* **Available records**:
══════

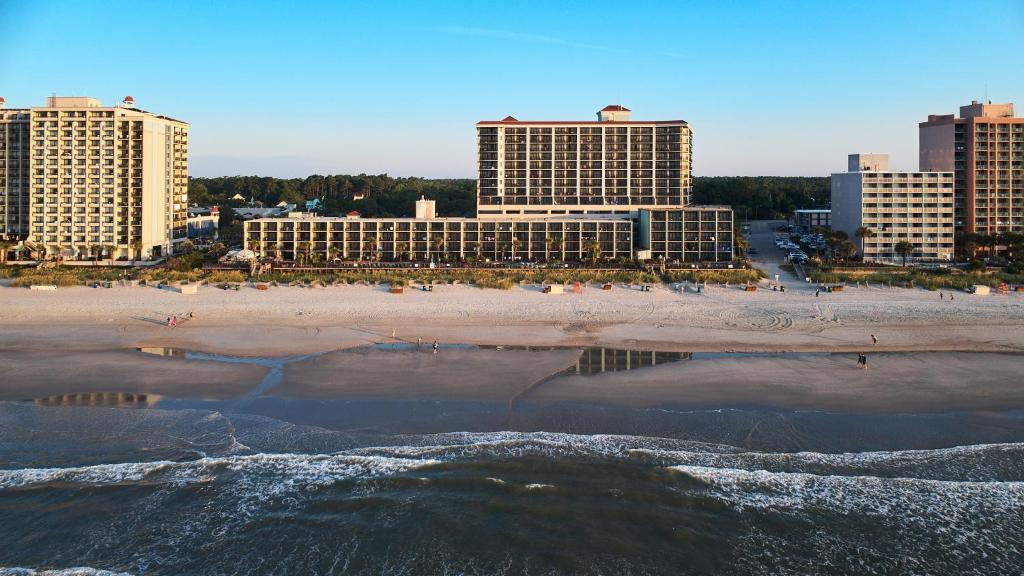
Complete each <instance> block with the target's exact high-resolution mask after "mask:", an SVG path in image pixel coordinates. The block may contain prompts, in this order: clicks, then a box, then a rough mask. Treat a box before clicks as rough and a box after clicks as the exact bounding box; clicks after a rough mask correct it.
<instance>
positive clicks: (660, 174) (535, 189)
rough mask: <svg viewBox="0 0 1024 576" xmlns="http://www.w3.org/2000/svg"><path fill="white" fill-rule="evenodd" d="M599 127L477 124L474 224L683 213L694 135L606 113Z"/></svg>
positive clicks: (681, 122) (681, 129)
mask: <svg viewBox="0 0 1024 576" xmlns="http://www.w3.org/2000/svg"><path fill="white" fill-rule="evenodd" d="M597 116H598V119H597V121H589V122H588V121H528V122H526V121H519V120H516V119H515V118H513V117H511V116H509V117H507V118H505V119H504V120H499V121H484V122H478V123H477V124H476V140H477V168H478V173H477V176H478V177H477V216H478V217H480V218H490V217H495V218H501V217H506V216H516V217H542V218H543V217H550V216H552V215H566V214H622V215H631V216H636V215H637V214H638V212H639V210H640V209H641V208H667V207H673V206H674V207H681V206H685V205H687V204H689V201H690V194H691V191H692V168H691V165H692V148H691V143H692V134H691V132H690V127H689V125H687V123H686V122H684V121H682V120H667V121H646V122H644V121H631V120H630V111H629V110H628V109H626V108H623V107H621V106H608V107H605V108H604V109H603V110H601V111H600V112H598V113H597Z"/></svg>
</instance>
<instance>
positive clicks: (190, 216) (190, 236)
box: [187, 206, 220, 239]
mask: <svg viewBox="0 0 1024 576" xmlns="http://www.w3.org/2000/svg"><path fill="white" fill-rule="evenodd" d="M187 221H188V238H213V239H216V238H217V236H218V233H219V232H220V208H219V207H217V206H210V207H209V208H201V207H194V208H188V220H187Z"/></svg>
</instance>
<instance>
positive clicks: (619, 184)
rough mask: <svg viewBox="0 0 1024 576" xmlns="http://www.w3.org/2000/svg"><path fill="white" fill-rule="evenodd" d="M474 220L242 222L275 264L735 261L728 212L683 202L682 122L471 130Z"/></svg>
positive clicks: (383, 218) (249, 235)
mask: <svg viewBox="0 0 1024 576" xmlns="http://www.w3.org/2000/svg"><path fill="white" fill-rule="evenodd" d="M476 128H477V143H478V147H479V148H478V167H479V172H478V178H477V217H476V218H443V217H437V216H436V215H435V214H434V205H433V201H429V200H422V199H421V200H420V201H419V202H417V205H416V217H415V218H360V217H358V214H356V213H353V214H350V215H349V216H348V217H323V216H314V215H311V214H307V213H299V212H296V213H293V214H290V216H289V217H275V218H260V219H255V220H250V221H247V222H246V223H245V231H246V232H245V236H246V242H247V247H248V248H250V249H252V250H253V251H255V252H256V253H257V254H259V255H260V256H267V257H278V258H281V259H284V260H295V259H300V256H304V257H306V258H307V259H312V260H315V261H328V260H335V259H362V260H369V259H379V260H391V261H398V260H419V261H422V260H431V259H440V260H445V259H455V260H463V259H471V258H478V259H481V260H489V261H498V262H501V261H509V260H519V259H524V260H534V261H548V260H557V261H586V260H600V261H604V260H610V259H616V258H638V259H657V260H660V259H664V260H665V261H666V262H668V263H670V264H671V263H683V262H729V261H731V260H732V244H733V237H732V234H733V232H732V210H731V208H729V207H727V206H689V205H687V204H688V201H689V197H690V190H691V172H690V157H691V149H690V141H691V134H690V128H689V126H688V125H687V124H686V122H683V121H681V120H673V121H658V122H631V121H630V111H629V110H627V109H625V108H623V107H621V106H609V107H607V108H605V109H604V110H602V111H601V112H600V113H598V121H596V122H519V121H517V120H515V119H514V118H511V117H509V118H506V119H505V120H502V121H500V122H480V123H478V124H477V126H476Z"/></svg>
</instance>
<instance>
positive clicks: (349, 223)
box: [245, 200, 732, 263]
mask: <svg viewBox="0 0 1024 576" xmlns="http://www.w3.org/2000/svg"><path fill="white" fill-rule="evenodd" d="M425 203H430V204H432V202H431V201H423V200H421V201H420V202H418V203H417V214H418V216H417V217H416V218H361V217H359V216H358V215H357V214H355V213H353V214H351V215H349V216H347V217H329V216H317V215H315V214H311V213H308V212H293V213H292V214H290V215H289V216H288V217H279V218H259V219H254V220H247V221H246V222H245V237H246V247H247V248H249V249H250V250H252V251H253V252H255V253H256V254H257V255H258V256H260V257H268V258H280V259H282V260H303V259H306V260H309V261H314V262H328V261H336V260H381V261H403V260H404V261H427V260H438V261H445V260H456V261H459V260H469V259H477V260H480V261H492V262H508V261H513V260H527V261H591V260H596V261H608V260H614V259H618V258H628V259H632V258H637V257H642V258H644V259H655V260H660V259H663V258H664V259H665V260H666V261H667V262H670V263H683V262H728V261H730V260H732V210H731V209H730V208H729V207H727V206H691V207H687V208H681V209H676V210H641V211H640V215H639V220H638V221H639V228H638V230H635V227H634V220H632V219H630V218H624V217H621V216H613V215H612V216H609V215H590V216H558V217H548V218H514V217H509V218H443V217H437V216H435V215H434V212H433V207H432V206H429V207H425V206H424V204H425Z"/></svg>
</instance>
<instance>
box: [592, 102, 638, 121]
mask: <svg viewBox="0 0 1024 576" xmlns="http://www.w3.org/2000/svg"><path fill="white" fill-rule="evenodd" d="M597 119H598V120H600V121H601V122H629V120H630V109H628V108H626V107H624V106H620V105H617V104H613V105H611V106H606V107H604V108H602V109H601V110H600V111H599V112H598V113H597Z"/></svg>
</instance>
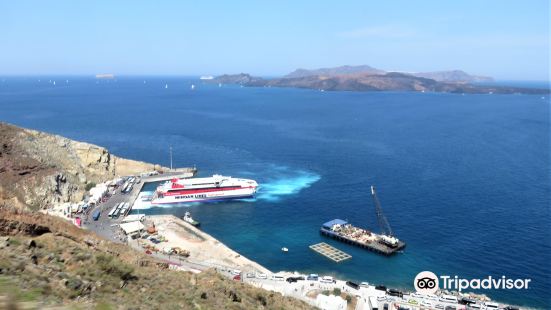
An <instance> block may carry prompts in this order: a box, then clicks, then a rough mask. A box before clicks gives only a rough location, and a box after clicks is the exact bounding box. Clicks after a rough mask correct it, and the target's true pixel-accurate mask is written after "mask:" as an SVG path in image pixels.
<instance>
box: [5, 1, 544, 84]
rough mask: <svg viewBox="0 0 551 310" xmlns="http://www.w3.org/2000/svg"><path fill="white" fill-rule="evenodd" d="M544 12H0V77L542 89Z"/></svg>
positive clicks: (472, 9) (472, 4) (281, 5)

══════

* **Task brief**:
Reproduce the items above, substituting "foreground clicks" for every occurrence of "positive clicks" and keeping everything else unchanged. Omit the pictures from your answer.

* **Exercise output**:
Complete each <instance> block with the target's exact high-resolution mask after "mask:", an SVG path in image pixel coordinates. The block may contain prompts, in this order: clicks, then a box, then a rough mask. Treat a box before clicks as rough and a box after clicks as the exact bounding box; clicks after a rough mask correct it.
<instance>
foreground clicks: (660, 174) (535, 189)
rough mask: <svg viewBox="0 0 1024 576" xmlns="http://www.w3.org/2000/svg"><path fill="white" fill-rule="evenodd" d="M599 127L477 124L474 224L683 213L694 135L606 113Z"/></svg>
foreground clicks: (681, 122) (681, 129)
mask: <svg viewBox="0 0 1024 576" xmlns="http://www.w3.org/2000/svg"><path fill="white" fill-rule="evenodd" d="M597 116H598V119H597V121H589V122H588V121H528V122H526V121H519V120H516V119H515V118H513V117H511V116H509V117H507V118H505V119H504V120H499V121H484V122H478V123H477V124H476V140H477V168H478V173H477V176H478V177H477V216H478V217H480V218H490V217H495V218H501V217H506V216H516V217H542V218H543V217H550V216H552V215H566V214H622V215H631V216H636V215H637V214H638V212H639V210H640V209H641V208H667V207H673V206H674V207H681V206H685V205H687V204H689V201H690V194H691V191H692V168H691V165H692V148H691V143H692V134H691V132H690V127H689V125H687V123H686V122H684V121H682V120H667V121H646V122H644V121H631V120H630V111H629V110H628V109H626V108H623V107H621V106H608V107H605V108H604V109H603V110H601V111H600V112H598V113H597Z"/></svg>
</instance>
<instance>
foreground clicks: (190, 216) (190, 236)
box: [187, 206, 220, 239]
mask: <svg viewBox="0 0 1024 576" xmlns="http://www.w3.org/2000/svg"><path fill="white" fill-rule="evenodd" d="M187 221H188V238H213V239H216V238H217V236H218V233H219V232H220V208H219V207H217V206H210V207H209V208H201V207H194V208H188V220H187Z"/></svg>
</instance>
<instance>
foreground clicks: (619, 184)
rough mask: <svg viewBox="0 0 1024 576" xmlns="http://www.w3.org/2000/svg"><path fill="white" fill-rule="evenodd" d="M474 220L242 222L275 264L735 261L728 212L683 202L682 122L471 130Z"/></svg>
foreground clicks: (383, 218) (249, 235)
mask: <svg viewBox="0 0 1024 576" xmlns="http://www.w3.org/2000/svg"><path fill="white" fill-rule="evenodd" d="M476 128H477V143H478V147H479V148H478V167H479V172H478V178H477V217H476V218H443V217H437V216H436V215H435V214H434V205H433V201H429V200H422V199H421V200H420V201H419V202H417V205H416V217H415V218H360V217H358V214H356V213H353V214H350V215H349V216H348V217H323V216H314V215H311V214H307V213H299V212H296V213H293V214H290V216H289V217H275V218H260V219H255V220H250V221H247V222H246V223H245V231H246V232H245V236H246V242H247V247H248V248H250V249H252V250H253V251H255V252H256V253H257V254H259V255H260V256H267V257H278V258H281V259H284V260H295V259H300V256H304V257H306V258H307V259H312V260H315V261H328V260H335V259H362V260H369V259H379V260H391V261H398V260H419V261H422V260H431V259H440V260H445V259H455V260H463V259H471V258H478V259H481V260H489V261H498V262H501V261H509V260H519V259H524V260H534V261H548V260H557V261H586V260H600V261H604V260H610V259H616V258H638V259H657V260H660V259H664V260H665V261H666V262H668V263H670V264H671V263H683V262H729V261H731V260H732V244H733V237H732V234H733V232H732V210H731V208H729V207H727V206H689V205H687V204H688V201H689V197H690V190H691V172H690V157H691V149H690V141H691V134H690V128H689V126H688V125H687V124H686V122H683V121H681V120H673V121H658V122H631V121H630V111H629V110H627V109H625V108H623V107H621V106H609V107H607V108H605V109H604V110H602V111H601V112H600V113H598V121H596V122H519V121H517V120H515V119H514V118H511V117H509V118H506V119H505V120H502V121H500V122H480V123H478V124H477V126H476Z"/></svg>
</instance>
<instance>
foreground clicks: (349, 223)
box: [245, 200, 732, 263]
mask: <svg viewBox="0 0 1024 576" xmlns="http://www.w3.org/2000/svg"><path fill="white" fill-rule="evenodd" d="M425 203H430V204H432V202H431V201H423V200H421V201H420V202H418V203H417V214H418V216H417V217H416V218H361V217H359V216H358V215H357V214H355V213H353V214H351V215H349V216H347V217H329V216H317V215H315V214H311V213H308V212H293V213H292V214H290V215H289V216H288V217H279V218H259V219H254V220H247V221H246V222H245V237H246V247H247V248H249V249H250V250H252V251H253V252H255V253H256V254H257V255H258V256H260V257H268V258H280V259H282V260H303V259H306V260H309V261H314V262H328V261H336V260H381V261H403V260H404V261H427V260H438V261H445V260H456V261H459V260H469V259H477V260H480V261H492V262H508V261H513V260H527V261H591V260H596V261H608V260H614V259H618V258H628V259H632V258H637V257H642V258H644V259H655V260H660V259H663V258H664V259H665V260H666V261H667V262H670V263H683V262H728V261H730V260H732V210H731V209H730V208H729V207H727V206H691V207H687V208H681V209H676V210H641V211H640V215H639V220H638V221H639V228H638V230H635V227H634V220H632V219H630V218H624V217H621V216H613V215H612V216H609V215H590V216H558V217H548V218H514V217H509V218H443V217H437V216H435V215H434V212H433V207H432V206H429V207H425V206H424V204H425Z"/></svg>
</instance>
<instance>
box: [592, 102, 638, 121]
mask: <svg viewBox="0 0 1024 576" xmlns="http://www.w3.org/2000/svg"><path fill="white" fill-rule="evenodd" d="M597 119H598V120H600V121H601V122H629V120H630V109H628V108H626V107H624V106H620V105H617V104H613V105H611V106H606V107H604V108H602V109H601V110H600V111H599V112H598V113H597Z"/></svg>
</instance>
An <instance> block may carry prompts in this order: a box, then clicks, then a rough mask. A box before clicks gives only a rough location, and a box after clicks is the exact bounding box. Clicks after a rough mask correct it, and the target's true pixel-accurate mask is written after "mask:" as an SVG path in image pixels.
<instance>
box: [5, 1, 544, 84]
rough mask: <svg viewBox="0 0 551 310" xmlns="http://www.w3.org/2000/svg"><path fill="white" fill-rule="evenodd" d="M544 12H0V77L542 89Z"/></svg>
foreground clicks: (472, 9) (472, 4) (281, 5)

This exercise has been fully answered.